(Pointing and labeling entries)
# # #

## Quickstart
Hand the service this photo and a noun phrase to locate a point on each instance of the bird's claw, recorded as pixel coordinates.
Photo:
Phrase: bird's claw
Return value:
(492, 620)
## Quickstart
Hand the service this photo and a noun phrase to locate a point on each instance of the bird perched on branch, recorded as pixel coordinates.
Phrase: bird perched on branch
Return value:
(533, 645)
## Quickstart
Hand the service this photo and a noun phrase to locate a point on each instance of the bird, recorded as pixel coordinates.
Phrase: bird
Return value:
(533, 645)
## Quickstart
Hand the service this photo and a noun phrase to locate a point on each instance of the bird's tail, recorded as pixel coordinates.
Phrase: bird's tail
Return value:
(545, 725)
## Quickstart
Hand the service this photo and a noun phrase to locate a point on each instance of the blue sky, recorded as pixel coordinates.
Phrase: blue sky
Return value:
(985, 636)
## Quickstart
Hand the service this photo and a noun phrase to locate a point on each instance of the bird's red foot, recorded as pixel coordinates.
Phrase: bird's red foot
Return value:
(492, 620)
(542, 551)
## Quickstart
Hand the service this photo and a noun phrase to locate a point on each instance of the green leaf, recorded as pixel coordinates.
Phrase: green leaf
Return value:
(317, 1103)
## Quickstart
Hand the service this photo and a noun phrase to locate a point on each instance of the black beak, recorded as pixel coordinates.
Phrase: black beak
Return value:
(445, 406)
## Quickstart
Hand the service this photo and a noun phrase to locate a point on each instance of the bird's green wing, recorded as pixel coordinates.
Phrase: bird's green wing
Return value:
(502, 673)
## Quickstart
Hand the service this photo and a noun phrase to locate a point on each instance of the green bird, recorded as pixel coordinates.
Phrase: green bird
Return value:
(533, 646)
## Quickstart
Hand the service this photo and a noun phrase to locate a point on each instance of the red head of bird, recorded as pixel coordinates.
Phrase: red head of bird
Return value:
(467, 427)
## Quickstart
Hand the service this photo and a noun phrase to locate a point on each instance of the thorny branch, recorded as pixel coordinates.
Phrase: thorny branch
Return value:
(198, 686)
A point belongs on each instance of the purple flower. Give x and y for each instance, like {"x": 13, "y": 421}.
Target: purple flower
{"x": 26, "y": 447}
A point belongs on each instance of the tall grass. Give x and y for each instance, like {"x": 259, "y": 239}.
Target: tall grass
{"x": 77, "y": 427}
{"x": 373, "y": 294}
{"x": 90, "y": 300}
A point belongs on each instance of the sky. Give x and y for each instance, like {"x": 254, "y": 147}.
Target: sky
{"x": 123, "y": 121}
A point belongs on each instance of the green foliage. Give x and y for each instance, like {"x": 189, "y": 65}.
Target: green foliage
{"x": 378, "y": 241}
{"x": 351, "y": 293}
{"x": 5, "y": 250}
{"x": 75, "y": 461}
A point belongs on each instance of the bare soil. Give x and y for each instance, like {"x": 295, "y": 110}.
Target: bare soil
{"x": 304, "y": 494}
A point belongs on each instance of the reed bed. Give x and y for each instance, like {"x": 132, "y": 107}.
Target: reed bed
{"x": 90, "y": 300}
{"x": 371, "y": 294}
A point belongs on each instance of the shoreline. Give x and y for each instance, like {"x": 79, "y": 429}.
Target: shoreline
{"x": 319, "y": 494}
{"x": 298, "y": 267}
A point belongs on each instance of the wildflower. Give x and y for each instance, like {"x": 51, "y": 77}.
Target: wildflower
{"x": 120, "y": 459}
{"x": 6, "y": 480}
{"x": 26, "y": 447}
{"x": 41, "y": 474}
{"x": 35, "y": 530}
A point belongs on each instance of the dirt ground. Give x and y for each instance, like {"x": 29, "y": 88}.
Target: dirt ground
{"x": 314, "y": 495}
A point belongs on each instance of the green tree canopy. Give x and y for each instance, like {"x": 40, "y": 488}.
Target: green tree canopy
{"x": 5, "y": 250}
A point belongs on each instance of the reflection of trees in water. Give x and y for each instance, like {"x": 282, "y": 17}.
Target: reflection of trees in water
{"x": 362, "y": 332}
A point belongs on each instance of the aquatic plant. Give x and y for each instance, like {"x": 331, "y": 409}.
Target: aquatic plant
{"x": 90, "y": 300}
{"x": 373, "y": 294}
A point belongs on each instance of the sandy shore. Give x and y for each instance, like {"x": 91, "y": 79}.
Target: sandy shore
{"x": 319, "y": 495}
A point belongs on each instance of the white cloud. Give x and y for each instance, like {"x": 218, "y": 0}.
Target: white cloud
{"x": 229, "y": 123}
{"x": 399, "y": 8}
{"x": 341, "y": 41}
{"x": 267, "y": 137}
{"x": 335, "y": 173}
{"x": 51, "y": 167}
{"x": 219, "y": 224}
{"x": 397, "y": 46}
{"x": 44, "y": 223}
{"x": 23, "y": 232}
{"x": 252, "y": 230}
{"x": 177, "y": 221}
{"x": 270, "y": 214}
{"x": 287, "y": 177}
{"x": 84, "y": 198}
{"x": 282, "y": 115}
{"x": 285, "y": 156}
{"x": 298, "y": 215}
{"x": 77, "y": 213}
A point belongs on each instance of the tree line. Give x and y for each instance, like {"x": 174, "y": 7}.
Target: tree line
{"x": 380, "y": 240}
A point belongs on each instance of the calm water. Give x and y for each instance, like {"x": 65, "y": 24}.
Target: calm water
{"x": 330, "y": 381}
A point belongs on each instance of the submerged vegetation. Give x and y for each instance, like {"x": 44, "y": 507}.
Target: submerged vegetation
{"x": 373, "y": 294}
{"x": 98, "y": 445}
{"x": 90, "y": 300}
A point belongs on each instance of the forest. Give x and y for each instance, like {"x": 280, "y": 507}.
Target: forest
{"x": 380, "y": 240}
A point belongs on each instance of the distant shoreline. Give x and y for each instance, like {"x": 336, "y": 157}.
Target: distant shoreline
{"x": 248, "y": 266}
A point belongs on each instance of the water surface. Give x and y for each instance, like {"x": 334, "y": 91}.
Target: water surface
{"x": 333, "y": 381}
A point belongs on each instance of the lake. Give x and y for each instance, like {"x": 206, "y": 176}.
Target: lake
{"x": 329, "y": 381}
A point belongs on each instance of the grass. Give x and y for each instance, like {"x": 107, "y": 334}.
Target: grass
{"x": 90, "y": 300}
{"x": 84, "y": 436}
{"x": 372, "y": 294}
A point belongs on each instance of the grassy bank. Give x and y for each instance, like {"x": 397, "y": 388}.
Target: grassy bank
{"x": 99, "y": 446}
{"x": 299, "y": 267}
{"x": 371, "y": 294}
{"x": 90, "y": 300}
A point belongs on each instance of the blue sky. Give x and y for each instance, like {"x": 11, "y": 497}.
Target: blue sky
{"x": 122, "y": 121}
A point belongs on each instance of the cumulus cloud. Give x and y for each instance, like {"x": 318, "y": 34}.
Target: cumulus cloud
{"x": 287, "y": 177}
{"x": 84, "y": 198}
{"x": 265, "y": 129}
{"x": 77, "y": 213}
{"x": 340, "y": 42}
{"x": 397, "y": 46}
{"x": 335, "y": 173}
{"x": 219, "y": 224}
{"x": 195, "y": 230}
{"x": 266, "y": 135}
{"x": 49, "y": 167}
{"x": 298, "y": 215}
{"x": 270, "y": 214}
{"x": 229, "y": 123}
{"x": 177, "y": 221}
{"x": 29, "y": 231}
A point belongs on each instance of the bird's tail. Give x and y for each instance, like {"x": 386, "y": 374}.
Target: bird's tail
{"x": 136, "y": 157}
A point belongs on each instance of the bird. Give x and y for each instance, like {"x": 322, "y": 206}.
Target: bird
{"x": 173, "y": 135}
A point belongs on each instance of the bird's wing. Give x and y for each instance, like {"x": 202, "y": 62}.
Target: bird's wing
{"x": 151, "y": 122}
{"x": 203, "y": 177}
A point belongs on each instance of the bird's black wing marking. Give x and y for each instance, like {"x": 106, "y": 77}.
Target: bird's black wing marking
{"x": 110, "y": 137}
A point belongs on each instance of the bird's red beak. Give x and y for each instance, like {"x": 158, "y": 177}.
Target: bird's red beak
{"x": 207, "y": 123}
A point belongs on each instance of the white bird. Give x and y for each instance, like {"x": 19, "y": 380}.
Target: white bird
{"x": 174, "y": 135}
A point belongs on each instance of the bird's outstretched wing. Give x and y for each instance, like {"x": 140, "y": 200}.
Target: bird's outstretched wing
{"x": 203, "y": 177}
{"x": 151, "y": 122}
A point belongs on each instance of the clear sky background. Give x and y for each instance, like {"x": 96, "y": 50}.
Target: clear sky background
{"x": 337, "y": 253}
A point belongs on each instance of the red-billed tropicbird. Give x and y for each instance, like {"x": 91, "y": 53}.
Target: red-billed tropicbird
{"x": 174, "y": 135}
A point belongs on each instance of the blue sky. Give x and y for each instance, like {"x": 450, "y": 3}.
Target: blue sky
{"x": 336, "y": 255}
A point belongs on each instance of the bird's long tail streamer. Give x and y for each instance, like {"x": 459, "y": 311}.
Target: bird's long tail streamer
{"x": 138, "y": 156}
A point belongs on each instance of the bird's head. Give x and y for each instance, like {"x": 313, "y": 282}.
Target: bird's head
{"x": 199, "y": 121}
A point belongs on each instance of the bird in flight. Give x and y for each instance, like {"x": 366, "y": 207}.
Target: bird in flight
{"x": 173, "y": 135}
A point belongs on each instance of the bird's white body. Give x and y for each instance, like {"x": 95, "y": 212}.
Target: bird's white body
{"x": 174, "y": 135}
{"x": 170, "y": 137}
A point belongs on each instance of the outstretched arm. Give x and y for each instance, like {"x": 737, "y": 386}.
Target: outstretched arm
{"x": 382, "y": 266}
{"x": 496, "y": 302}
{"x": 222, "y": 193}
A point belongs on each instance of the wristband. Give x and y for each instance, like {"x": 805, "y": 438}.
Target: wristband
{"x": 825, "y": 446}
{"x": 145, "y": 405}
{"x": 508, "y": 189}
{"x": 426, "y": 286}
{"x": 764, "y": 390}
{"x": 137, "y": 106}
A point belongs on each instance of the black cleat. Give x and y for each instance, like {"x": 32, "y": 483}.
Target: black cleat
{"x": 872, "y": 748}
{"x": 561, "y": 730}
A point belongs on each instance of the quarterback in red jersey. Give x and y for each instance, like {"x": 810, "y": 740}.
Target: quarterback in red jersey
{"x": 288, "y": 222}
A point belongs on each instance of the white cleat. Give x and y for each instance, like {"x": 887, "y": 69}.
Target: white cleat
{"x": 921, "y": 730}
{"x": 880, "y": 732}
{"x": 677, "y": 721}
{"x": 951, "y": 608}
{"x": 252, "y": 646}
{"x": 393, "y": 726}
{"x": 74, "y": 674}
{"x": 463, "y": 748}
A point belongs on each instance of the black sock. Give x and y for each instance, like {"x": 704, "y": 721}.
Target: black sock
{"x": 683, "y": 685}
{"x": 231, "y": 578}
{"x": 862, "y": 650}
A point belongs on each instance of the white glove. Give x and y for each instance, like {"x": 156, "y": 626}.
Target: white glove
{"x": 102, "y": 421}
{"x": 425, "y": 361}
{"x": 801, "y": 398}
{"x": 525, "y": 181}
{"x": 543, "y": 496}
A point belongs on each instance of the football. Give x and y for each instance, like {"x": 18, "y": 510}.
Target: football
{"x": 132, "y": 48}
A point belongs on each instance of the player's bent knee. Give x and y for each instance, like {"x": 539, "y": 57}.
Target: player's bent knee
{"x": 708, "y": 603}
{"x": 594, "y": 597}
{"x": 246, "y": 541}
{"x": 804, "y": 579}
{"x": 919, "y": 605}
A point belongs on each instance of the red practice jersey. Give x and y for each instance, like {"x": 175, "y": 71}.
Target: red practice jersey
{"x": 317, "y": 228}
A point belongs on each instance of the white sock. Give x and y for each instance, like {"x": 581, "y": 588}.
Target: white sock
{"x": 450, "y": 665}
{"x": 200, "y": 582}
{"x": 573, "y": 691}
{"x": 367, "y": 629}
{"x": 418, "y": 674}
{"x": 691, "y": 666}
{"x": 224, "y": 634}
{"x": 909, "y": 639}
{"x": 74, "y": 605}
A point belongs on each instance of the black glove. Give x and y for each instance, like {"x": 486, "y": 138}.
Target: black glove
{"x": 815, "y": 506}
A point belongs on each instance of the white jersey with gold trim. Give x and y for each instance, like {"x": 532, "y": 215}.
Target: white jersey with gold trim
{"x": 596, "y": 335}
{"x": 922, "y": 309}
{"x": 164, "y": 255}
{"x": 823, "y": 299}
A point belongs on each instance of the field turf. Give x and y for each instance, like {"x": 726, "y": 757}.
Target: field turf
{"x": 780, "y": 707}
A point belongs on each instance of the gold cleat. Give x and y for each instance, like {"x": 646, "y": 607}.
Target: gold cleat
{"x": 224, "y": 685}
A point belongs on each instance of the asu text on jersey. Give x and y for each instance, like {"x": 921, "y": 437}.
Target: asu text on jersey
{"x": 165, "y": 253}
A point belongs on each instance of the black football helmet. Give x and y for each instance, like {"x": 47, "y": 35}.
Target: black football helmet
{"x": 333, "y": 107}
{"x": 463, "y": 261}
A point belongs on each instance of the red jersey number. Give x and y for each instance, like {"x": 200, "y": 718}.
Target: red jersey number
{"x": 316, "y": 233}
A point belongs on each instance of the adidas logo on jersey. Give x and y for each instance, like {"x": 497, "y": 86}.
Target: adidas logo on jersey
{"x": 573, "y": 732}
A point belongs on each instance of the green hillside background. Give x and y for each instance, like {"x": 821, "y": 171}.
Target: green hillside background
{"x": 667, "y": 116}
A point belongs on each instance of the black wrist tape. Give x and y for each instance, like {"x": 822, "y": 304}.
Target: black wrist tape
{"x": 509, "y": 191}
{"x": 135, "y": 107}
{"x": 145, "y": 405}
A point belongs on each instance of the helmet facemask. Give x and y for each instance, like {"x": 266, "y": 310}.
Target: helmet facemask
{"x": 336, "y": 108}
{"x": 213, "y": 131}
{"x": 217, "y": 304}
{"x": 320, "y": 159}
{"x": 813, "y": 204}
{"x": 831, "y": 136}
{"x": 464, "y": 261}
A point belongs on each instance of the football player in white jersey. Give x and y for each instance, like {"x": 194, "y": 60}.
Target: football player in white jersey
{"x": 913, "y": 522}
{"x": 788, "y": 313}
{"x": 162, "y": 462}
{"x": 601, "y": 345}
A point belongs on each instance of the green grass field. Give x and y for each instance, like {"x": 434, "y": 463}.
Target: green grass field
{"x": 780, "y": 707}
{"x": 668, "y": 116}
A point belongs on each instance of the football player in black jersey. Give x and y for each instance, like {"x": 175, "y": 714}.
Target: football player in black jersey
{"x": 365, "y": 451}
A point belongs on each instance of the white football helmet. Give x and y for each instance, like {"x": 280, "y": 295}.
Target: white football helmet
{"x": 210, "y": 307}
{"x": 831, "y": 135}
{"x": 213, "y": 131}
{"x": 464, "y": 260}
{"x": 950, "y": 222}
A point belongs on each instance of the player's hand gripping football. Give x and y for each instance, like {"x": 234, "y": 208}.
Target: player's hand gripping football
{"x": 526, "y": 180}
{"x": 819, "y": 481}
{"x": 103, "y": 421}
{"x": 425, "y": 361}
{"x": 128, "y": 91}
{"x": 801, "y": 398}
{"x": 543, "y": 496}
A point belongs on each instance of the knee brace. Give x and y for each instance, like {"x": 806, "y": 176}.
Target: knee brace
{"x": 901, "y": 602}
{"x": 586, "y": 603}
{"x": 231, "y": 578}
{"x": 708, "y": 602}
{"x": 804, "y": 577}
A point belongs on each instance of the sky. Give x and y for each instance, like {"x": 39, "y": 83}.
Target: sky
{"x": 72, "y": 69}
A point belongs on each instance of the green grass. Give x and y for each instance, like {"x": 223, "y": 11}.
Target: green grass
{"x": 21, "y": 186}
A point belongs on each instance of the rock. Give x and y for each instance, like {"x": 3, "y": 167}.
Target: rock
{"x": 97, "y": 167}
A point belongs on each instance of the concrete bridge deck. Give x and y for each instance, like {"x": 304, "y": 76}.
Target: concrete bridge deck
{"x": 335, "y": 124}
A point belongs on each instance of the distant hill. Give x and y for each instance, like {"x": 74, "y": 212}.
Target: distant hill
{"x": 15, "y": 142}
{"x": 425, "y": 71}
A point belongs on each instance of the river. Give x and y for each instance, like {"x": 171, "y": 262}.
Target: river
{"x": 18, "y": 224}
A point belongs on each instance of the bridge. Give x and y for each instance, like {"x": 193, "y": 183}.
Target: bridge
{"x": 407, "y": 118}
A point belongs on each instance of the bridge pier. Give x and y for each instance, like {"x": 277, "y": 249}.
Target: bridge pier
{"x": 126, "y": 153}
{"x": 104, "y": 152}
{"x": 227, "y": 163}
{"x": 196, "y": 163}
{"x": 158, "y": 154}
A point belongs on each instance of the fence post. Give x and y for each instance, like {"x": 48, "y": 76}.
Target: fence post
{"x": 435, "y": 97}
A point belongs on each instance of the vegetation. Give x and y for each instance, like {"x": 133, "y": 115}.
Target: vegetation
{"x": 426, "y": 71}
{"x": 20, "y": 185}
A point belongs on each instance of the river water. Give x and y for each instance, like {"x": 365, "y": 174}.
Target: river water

# # #

__TASK BRIEF__. Return exactly the lines from the one containing "A point belongs on each instance of the green grass." through the last line of the records above, both included, and nothing else.

__RESULT__.
A point belongs on each instance of the green grass. Give x and y for each instance, like {"x": 223, "y": 11}.
Target: green grass
{"x": 21, "y": 186}
A point belongs on each instance of the rock. Give x and y for each instance, like {"x": 3, "y": 167}.
Target: rock
{"x": 97, "y": 167}
A point belongs on each instance of the concrete bridge deck. Give x and y for each instance, like {"x": 304, "y": 76}.
Target: concrete bridge deck
{"x": 335, "y": 124}
A point belongs on each instance of the distant hill. Give x and y for each instance, like {"x": 74, "y": 212}.
Target: distant hill
{"x": 15, "y": 142}
{"x": 425, "y": 71}
A point belongs on each instance of the river. Give x and y for each instance, like {"x": 171, "y": 262}.
Target: river
{"x": 18, "y": 224}
A point belongs on each instance of the bridge. Give x and y for each instance, like {"x": 193, "y": 183}.
Target: bridge
{"x": 407, "y": 118}
A point belongs on each instance of the bridge pier. Give x and y for each instance, like {"x": 277, "y": 249}.
Target: bridge pier
{"x": 126, "y": 153}
{"x": 104, "y": 152}
{"x": 227, "y": 163}
{"x": 196, "y": 163}
{"x": 158, "y": 154}
A point belongs on each instance of the fence post. Give x and y for each instance, like {"x": 48, "y": 76}.
Target: fence post
{"x": 435, "y": 97}
A point belongs on each instance of the vegetation. Give x and y for each instance, like {"x": 133, "y": 115}.
Target: vegetation
{"x": 426, "y": 71}
{"x": 20, "y": 185}
A point belongs on each instance of the river water. Give x and y for each instance, like {"x": 365, "y": 174}.
Target: river water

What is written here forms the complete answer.